• **What this task involves**: Give back exactly the lines of the entries below from the line with "Target: white sign with red lettering, right" to the line with "the form [17,414].", inclusive, and only those.

** Listed records follows **

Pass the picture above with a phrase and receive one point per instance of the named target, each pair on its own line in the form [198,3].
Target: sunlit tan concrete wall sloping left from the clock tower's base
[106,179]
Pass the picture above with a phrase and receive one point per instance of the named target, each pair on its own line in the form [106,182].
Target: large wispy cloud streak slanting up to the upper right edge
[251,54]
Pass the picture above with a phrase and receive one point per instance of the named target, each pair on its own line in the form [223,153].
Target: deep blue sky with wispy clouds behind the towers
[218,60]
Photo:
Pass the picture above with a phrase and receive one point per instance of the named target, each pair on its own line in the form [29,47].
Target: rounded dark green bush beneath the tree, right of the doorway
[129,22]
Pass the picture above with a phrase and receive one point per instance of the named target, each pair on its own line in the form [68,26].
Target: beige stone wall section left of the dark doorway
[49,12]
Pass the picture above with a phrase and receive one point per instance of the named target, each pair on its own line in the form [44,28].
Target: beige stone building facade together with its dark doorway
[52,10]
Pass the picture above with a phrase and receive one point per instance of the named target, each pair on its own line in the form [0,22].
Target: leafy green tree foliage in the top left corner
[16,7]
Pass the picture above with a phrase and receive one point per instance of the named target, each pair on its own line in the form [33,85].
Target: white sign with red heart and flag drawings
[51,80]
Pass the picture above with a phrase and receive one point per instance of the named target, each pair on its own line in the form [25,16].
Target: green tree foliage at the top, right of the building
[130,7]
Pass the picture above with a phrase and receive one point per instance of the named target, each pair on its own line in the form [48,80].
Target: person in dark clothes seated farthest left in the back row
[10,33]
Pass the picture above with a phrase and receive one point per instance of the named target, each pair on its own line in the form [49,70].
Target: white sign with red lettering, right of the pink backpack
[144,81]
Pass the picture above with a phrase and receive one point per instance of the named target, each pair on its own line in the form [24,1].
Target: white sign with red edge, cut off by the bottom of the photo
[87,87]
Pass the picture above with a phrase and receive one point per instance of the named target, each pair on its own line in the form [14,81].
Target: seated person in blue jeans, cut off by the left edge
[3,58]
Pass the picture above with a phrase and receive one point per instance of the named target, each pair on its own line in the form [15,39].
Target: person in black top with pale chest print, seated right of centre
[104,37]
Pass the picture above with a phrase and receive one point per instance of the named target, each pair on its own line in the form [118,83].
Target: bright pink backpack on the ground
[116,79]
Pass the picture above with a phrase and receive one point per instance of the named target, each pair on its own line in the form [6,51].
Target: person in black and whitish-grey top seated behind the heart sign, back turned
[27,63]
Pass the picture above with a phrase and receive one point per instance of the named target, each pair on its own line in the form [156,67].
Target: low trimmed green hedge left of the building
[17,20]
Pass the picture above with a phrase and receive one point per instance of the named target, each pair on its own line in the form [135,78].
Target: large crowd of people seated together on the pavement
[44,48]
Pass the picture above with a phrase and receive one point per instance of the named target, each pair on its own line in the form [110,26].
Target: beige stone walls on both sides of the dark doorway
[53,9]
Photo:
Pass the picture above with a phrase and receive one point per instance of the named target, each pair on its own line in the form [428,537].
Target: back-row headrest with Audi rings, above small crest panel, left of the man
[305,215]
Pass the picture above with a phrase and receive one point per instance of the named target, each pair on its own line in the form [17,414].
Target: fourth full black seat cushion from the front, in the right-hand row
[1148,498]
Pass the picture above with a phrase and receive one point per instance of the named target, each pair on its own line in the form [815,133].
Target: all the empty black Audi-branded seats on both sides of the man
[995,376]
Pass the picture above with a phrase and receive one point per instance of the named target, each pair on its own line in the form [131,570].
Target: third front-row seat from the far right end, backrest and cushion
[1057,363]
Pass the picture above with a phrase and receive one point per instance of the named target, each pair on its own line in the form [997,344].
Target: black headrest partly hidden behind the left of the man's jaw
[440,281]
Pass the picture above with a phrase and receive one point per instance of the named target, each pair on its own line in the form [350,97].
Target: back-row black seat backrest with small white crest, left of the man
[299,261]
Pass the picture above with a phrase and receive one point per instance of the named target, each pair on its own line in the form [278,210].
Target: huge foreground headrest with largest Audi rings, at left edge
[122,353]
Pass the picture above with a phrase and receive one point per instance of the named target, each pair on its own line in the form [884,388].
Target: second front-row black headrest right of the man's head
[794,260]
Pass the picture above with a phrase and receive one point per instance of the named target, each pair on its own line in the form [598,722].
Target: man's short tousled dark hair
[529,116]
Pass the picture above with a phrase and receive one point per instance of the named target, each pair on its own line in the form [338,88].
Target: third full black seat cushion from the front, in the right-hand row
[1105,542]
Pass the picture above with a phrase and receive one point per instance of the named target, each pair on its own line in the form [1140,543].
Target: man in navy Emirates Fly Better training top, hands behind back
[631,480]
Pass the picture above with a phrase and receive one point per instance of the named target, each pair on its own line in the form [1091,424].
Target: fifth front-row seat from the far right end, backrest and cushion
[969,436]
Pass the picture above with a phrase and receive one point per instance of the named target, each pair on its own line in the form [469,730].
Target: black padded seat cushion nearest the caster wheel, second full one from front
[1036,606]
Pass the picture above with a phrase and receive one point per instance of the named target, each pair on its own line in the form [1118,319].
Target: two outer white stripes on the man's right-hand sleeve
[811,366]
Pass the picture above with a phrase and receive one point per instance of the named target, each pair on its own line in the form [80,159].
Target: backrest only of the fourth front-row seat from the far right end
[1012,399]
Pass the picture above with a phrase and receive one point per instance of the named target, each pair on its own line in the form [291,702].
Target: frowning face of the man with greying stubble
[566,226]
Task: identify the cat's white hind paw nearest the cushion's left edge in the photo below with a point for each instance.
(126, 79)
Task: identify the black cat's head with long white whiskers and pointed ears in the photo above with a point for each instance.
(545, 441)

** End of Listed records **

• **Task output**:
Target: white sign with red lettering, right of the pink backpack
[144,81]
Pass the picture above with a phrase and receive one point per instance of the named target, each pair on its own line in the form [24,1].
Target: white sign with red edge, cut off by the bottom of the photo
[87,87]
Pass the picture above with a phrase and receive one point per instance of the named target, each pair on its own line in the form [14,81].
Target: seated person in blue jeans, cut off by the left edge
[3,58]
Pass the picture above with a phrase and receive one point per instance of the named target, each pair on its own line in the form [15,39].
Target: person in black top with pale chest print, seated right of centre
[104,37]
Pass the picture above with a phrase and receive one point per instance of the named target, each pair on its own line in the form [118,83].
Target: bright pink backpack on the ground
[116,79]
Pass the picture above with a phrase and receive one point per instance of the named target, each pair on its own line in the form [6,51].
Target: person in black and whitish-grey top seated behind the heart sign, back turned
[27,63]
Pass the picture above with a phrase and receive one point per instance of the named target, each pair on its own line in the form [156,67].
Target: low trimmed green hedge left of the building
[17,20]
Pass the picture above with a phrase and receive one point per instance of the named target, each pair on its own line in the form [135,78].
Target: large crowd of people seated together on the pavement
[44,48]
Pass the picture above with a phrase and receive one point per instance of the named target, each pair on its own line in the form [110,26].
Target: beige stone walls on both sides of the dark doorway
[53,9]
Photo:
Pass the picture above with a phrase and receive one point per instance of the named target, each pair on its own line in the form [428,537].
Target: back-row headrest with Audi rings, above small crest panel, left of the man
[305,215]
Pass the picture above with a phrase and receive one point per instance of the named target, each pair on its own line in the form [17,414].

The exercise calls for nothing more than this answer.